## BEGIN

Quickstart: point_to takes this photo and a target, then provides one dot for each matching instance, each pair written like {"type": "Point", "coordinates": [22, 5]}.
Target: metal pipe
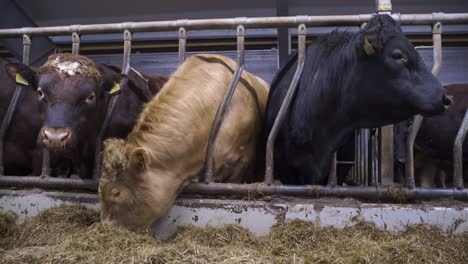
{"type": "Point", "coordinates": [301, 32]}
{"type": "Point", "coordinates": [259, 189]}
{"type": "Point", "coordinates": [229, 23]}
{"type": "Point", "coordinates": [417, 121]}
{"type": "Point", "coordinates": [458, 153]}
{"type": "Point", "coordinates": [13, 102]}
{"type": "Point", "coordinates": [316, 191]}
{"type": "Point", "coordinates": [110, 107]}
{"type": "Point", "coordinates": [48, 183]}
{"type": "Point", "coordinates": [220, 113]}
{"type": "Point", "coordinates": [182, 44]}
{"type": "Point", "coordinates": [332, 180]}
{"type": "Point", "coordinates": [75, 43]}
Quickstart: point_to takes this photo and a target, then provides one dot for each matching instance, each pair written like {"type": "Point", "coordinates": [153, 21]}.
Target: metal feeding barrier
{"type": "Point", "coordinates": [367, 167]}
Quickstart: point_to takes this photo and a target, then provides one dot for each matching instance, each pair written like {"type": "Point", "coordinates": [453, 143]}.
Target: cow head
{"type": "Point", "coordinates": [130, 192]}
{"type": "Point", "coordinates": [394, 81]}
{"type": "Point", "coordinates": [71, 90]}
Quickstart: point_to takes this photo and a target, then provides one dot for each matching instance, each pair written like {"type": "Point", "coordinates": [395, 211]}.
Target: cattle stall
{"type": "Point", "coordinates": [372, 167]}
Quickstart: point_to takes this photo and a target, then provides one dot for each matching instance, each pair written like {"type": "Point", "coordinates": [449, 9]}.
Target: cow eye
{"type": "Point", "coordinates": [40, 93]}
{"type": "Point", "coordinates": [397, 54]}
{"type": "Point", "coordinates": [91, 98]}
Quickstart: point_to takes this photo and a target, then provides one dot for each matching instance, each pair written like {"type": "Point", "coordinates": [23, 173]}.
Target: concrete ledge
{"type": "Point", "coordinates": [259, 215]}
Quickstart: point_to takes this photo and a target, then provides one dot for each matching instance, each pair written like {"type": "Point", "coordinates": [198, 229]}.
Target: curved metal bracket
{"type": "Point", "coordinates": [285, 105]}
{"type": "Point", "coordinates": [209, 159]}
{"type": "Point", "coordinates": [417, 121]}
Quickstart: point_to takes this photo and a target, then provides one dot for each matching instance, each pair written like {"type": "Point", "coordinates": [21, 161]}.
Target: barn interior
{"type": "Point", "coordinates": [216, 223]}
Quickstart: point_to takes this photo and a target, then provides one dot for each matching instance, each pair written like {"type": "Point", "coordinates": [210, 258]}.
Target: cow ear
{"type": "Point", "coordinates": [139, 159]}
{"type": "Point", "coordinates": [116, 88]}
{"type": "Point", "coordinates": [371, 43]}
{"type": "Point", "coordinates": [21, 74]}
{"type": "Point", "coordinates": [112, 79]}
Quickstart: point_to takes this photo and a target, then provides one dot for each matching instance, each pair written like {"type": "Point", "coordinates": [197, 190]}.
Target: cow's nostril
{"type": "Point", "coordinates": [447, 100]}
{"type": "Point", "coordinates": [63, 136]}
{"type": "Point", "coordinates": [56, 135]}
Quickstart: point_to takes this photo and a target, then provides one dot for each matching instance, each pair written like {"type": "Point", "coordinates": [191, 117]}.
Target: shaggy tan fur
{"type": "Point", "coordinates": [142, 176]}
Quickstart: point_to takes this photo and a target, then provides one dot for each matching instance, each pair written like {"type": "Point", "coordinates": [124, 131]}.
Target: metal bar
{"type": "Point", "coordinates": [301, 31]}
{"type": "Point", "coordinates": [372, 193]}
{"type": "Point", "coordinates": [458, 153]}
{"type": "Point", "coordinates": [284, 38]}
{"type": "Point", "coordinates": [220, 113]}
{"type": "Point", "coordinates": [383, 6]}
{"type": "Point", "coordinates": [127, 35]}
{"type": "Point", "coordinates": [48, 183]}
{"type": "Point", "coordinates": [332, 180]}
{"type": "Point", "coordinates": [182, 44]}
{"type": "Point", "coordinates": [75, 43]}
{"type": "Point", "coordinates": [417, 121]}
{"type": "Point", "coordinates": [229, 23]}
{"type": "Point", "coordinates": [13, 102]}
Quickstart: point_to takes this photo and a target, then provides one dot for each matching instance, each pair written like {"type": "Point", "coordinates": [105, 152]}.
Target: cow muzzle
{"type": "Point", "coordinates": [56, 139]}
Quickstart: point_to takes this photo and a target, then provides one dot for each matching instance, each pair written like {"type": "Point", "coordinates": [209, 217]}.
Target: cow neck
{"type": "Point", "coordinates": [327, 121]}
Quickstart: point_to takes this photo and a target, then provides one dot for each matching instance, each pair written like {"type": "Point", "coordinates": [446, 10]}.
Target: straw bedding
{"type": "Point", "coordinates": [73, 234]}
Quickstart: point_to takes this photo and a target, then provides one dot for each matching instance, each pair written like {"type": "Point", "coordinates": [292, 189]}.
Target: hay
{"type": "Point", "coordinates": [72, 234]}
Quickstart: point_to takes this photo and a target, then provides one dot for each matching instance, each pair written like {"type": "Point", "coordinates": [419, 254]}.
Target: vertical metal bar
{"type": "Point", "coordinates": [332, 180]}
{"type": "Point", "coordinates": [458, 153]}
{"type": "Point", "coordinates": [182, 44]}
{"type": "Point", "coordinates": [417, 121]}
{"type": "Point", "coordinates": [284, 38]}
{"type": "Point", "coordinates": [75, 43]}
{"type": "Point", "coordinates": [209, 159]}
{"type": "Point", "coordinates": [366, 156]}
{"type": "Point", "coordinates": [13, 102]}
{"type": "Point", "coordinates": [285, 105]}
{"type": "Point", "coordinates": [112, 102]}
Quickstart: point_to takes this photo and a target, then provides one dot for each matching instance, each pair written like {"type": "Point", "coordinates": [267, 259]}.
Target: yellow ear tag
{"type": "Point", "coordinates": [21, 80]}
{"type": "Point", "coordinates": [115, 88]}
{"type": "Point", "coordinates": [368, 47]}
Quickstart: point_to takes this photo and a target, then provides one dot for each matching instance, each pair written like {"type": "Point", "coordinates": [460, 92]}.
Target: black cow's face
{"type": "Point", "coordinates": [70, 106]}
{"type": "Point", "coordinates": [396, 83]}
{"type": "Point", "coordinates": [71, 95]}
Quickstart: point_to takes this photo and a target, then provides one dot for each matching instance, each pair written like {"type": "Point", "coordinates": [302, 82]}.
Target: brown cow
{"type": "Point", "coordinates": [20, 151]}
{"type": "Point", "coordinates": [72, 94]}
{"type": "Point", "coordinates": [142, 176]}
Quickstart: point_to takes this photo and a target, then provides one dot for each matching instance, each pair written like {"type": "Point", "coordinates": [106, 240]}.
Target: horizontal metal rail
{"type": "Point", "coordinates": [397, 194]}
{"type": "Point", "coordinates": [230, 23]}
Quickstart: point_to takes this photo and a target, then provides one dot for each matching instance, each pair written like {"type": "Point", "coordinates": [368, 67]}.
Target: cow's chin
{"type": "Point", "coordinates": [62, 149]}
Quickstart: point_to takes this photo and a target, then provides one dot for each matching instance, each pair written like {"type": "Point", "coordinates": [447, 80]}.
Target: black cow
{"type": "Point", "coordinates": [71, 92]}
{"type": "Point", "coordinates": [351, 80]}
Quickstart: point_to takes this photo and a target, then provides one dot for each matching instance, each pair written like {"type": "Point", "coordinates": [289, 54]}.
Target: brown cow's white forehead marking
{"type": "Point", "coordinates": [70, 68]}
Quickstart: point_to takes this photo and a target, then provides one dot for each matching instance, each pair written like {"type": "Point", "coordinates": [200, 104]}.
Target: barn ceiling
{"type": "Point", "coordinates": [59, 12]}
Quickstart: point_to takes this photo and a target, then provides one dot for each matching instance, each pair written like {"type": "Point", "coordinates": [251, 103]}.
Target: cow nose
{"type": "Point", "coordinates": [447, 101]}
{"type": "Point", "coordinates": [57, 135]}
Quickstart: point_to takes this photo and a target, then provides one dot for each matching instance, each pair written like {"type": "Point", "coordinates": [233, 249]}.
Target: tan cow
{"type": "Point", "coordinates": [165, 151]}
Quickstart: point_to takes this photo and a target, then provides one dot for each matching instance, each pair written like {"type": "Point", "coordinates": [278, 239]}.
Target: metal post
{"type": "Point", "coordinates": [383, 6]}
{"type": "Point", "coordinates": [13, 102]}
{"type": "Point", "coordinates": [301, 35]}
{"type": "Point", "coordinates": [182, 44]}
{"type": "Point", "coordinates": [75, 43]}
{"type": "Point", "coordinates": [417, 121]}
{"type": "Point", "coordinates": [332, 180]}
{"type": "Point", "coordinates": [209, 159]}
{"type": "Point", "coordinates": [110, 107]}
{"type": "Point", "coordinates": [458, 153]}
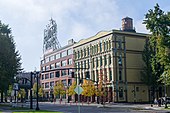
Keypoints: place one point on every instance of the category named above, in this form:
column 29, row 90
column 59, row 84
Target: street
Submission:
column 94, row 108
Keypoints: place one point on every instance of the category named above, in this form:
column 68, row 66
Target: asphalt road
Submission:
column 93, row 109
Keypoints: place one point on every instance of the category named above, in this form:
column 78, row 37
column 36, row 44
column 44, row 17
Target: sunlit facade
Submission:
column 117, row 55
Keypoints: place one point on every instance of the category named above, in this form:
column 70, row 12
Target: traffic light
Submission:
column 72, row 74
column 87, row 75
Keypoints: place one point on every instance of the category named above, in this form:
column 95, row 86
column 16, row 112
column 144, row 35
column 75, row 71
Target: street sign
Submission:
column 78, row 90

## END

**The problem**
Report each line of the items above that contains the word "barn", copying the whole line.

**The solution**
Target: barn interior
Target: barn ceiling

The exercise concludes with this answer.